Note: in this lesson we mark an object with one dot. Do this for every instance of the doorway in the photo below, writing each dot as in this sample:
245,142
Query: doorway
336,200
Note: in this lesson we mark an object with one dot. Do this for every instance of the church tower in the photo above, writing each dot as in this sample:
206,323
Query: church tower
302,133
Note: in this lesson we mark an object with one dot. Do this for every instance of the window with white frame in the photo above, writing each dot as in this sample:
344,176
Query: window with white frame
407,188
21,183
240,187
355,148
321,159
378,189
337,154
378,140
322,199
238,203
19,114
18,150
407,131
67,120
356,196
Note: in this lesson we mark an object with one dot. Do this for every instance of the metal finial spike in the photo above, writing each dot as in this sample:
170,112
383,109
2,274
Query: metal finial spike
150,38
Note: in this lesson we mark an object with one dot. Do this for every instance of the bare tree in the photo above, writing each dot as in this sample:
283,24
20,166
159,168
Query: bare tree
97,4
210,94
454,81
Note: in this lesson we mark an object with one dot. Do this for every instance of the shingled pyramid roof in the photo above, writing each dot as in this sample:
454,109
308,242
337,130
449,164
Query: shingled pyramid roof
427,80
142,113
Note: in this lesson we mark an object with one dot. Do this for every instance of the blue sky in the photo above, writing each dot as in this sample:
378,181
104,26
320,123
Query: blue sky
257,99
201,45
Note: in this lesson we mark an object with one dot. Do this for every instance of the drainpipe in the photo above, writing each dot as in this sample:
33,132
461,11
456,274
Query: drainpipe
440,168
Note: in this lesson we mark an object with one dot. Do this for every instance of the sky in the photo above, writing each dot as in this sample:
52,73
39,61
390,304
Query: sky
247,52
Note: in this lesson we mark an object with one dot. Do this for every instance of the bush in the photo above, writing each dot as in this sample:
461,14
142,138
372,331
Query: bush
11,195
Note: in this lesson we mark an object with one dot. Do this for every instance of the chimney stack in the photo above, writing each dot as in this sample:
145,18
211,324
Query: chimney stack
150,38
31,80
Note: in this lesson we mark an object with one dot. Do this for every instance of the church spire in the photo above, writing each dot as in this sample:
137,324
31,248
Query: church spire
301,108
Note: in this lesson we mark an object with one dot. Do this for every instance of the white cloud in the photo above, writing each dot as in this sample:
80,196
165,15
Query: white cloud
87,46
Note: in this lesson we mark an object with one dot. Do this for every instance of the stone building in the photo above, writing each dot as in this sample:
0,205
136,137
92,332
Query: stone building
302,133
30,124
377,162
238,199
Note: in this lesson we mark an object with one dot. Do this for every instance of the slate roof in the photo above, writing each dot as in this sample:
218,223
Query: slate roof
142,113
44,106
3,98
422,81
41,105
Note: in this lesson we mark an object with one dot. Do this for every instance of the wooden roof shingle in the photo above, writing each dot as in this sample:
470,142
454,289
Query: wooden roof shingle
========================
### Aufgabenstellung
Gib sämtliche Daten oben Zeile für Zeile unverändert wieder.

### Das Ergebnis
Note: in this lesson we mark an object with one dot. Do this for every instance of the doorway in the photo below, writing each dot as in this sample:
245,142
Query: doorway
336,200
Note: in this lesson we mark an object with one dot. Do this for every instance of the church tower in the photo above, writing each dot as in this sample:
206,323
Query: church tower
302,133
Note: in this lesson we mark an object with one dot. Do this for every instance of the window with white frame in the photo above, writing each dot as in this sample:
344,176
Query: window with white frame
407,188
21,183
240,187
355,148
321,159
378,189
337,154
378,140
322,199
238,203
19,114
18,150
407,131
67,120
356,196
Note: in this lesson we mark an object with one dot. Do this for every instance of the metal finial spike in the photo above, writing each dot as in this sample:
170,112
383,109
2,274
Query: metal finial spike
150,38
Note: in this lesson we mark an object with one dot. Do this for every instance of the bare tree in the photo above, writing each dot as in this sample:
283,24
20,166
159,168
Query: bare tree
97,4
210,94
454,81
Note: in this lesson we mark an object with one dot. Do this for every instance of the shingled pyramid roof in the photo above, writing each dot as in this sample:
454,109
308,242
337,130
449,164
Query: shingled pyramid roof
427,80
142,113
Note: in this lesson we mark an object with one dot. Do this for every instance of the blue sky in the photo above, writing each dot as in this sample:
378,181
104,26
320,123
Query: blue sky
257,99
201,45
Note: in this lesson we mark an object with one dot. Do this for every instance of the drainpipe in the photo above, writing each dot as in this sample:
33,132
461,11
456,274
Query: drainpipe
440,168
Note: in this lesson we mark an object with one dot. Do this for every instance of the sky in the photo above, writing each dot as in this sample:
52,73
39,61
390,304
Query: sky
247,52
Note: in this lesson we mark an object with one dot. Do this for every instance of the bush in the photo above, writing each dot as in this sample:
461,14
142,138
372,331
Query: bush
11,195
Note: in this lesson we mark an object with one dot. Do this for every instance of the chimney stack in the photo above, writing each dot as in this sample:
145,18
211,324
Query: chimney stack
150,38
31,80
Note: in this lesson we mark an object with one dot. Do this for every instance of the church spire in the photo above, writing each dot as in this sample:
137,324
31,248
Query: church spire
301,108
Note: in this lesson we mark an object with one dot. Do this for every instance of the white cloud in the photo above, writing each dot as in this sample:
80,196
165,15
Query: white cloud
87,46
Note: in this lesson we mark an object with one dot. Do this for every instance of the stone building in the photo above, writing each dot as in this sample:
0,205
136,137
92,332
Query: stone building
302,133
30,124
377,162
238,199
Note: in this lesson we mark an object with one dot. Do this for every instance of the slate roof in the photo above, writing each dot as in this sample:
218,223
Query: slate roof
142,113
44,106
3,98
422,81
41,105
Note: in this lesson we mark an object with one dot. Do this for every instance of the wooden roof shingle in the photo above, writing each dot as in this sample:
470,142
454,289
Query: wooden roof shingle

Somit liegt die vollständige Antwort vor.